CatmaProject#

class CatmaProject(project_name, projects_directory='./', included_acs=None, excluded_acs=None, ac_filter_keyword=None, load_from_gitlab=False, gitlab_access_token=None, backup_directory='./')#

Bases: object

Class that represents a CATMA project including all documents, tagsets and annotation collections.

You can either load the project from a local Git clone or you can load it directly from GitLab after generating an access token in the CATMA GUI. See the examples in the docs for details.

Parameters
  • project_name (str) – The CATMA project name. Defaults to None.

  • projects_directory (str, optional) – The directory where your CATMA projects are located. Defaults to ‘./’.

  • included_acs (list, optional) – All annotation collections that should get loaded. If annotation collections are neither included nor excluded all annotation collections get loaded. Defaults to None.

  • excluded_acs (list, optional) – Annotation collections that should not get loaded. Defaults to None.

  • ac_filter_keyword (str, bool) – Only annotation collections with the given keyword get loaded.

  • load_from_gitlab (bool, optional) – Whether the CATMA project should be loaded directly from CATMA’s GitLab backend. Defaults to False.

  • gitlab_access_token (str, optional) – The private CATMA GitLab access token. Defaults to None.

  • backup_directory (str, optional) – The directory where your project clone should be located. Defaults to ‘./’.

* What to do
- 1) Reproduce the part of the CatmaProject documentation starting with "You can either" and going on through "docs for details.".
- 2) According to the CatmaProject documentation, what happens when annotation collections are neither included nor excluded?

* Given records
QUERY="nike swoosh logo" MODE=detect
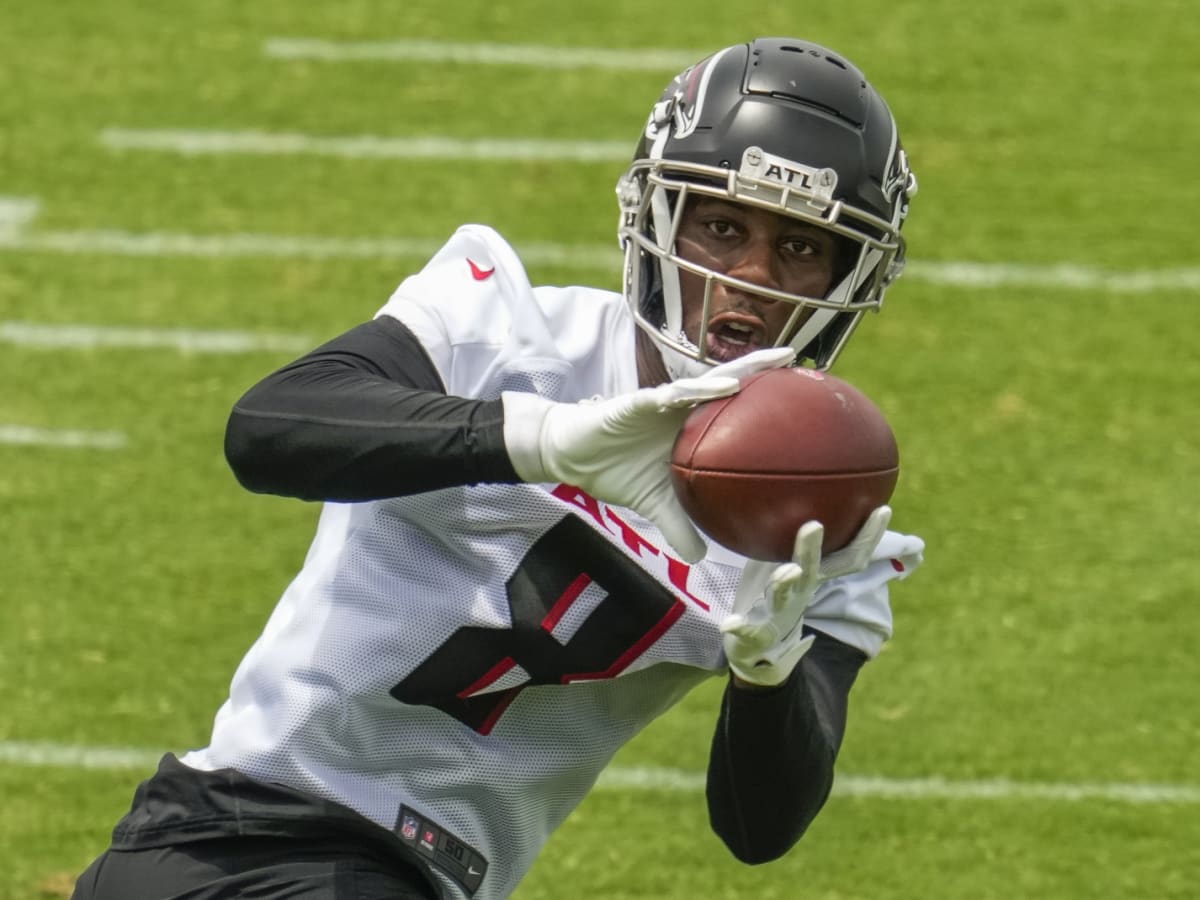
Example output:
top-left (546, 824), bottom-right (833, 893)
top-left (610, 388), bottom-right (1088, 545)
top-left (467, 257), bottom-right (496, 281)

* The solutions
- 1)
You can either load the project from a local Git clone or you can load it directly from GitLab after generating an access token in the CATMA GUI. See the examples in the docs for details.

- 2) All annotation collections get loaded.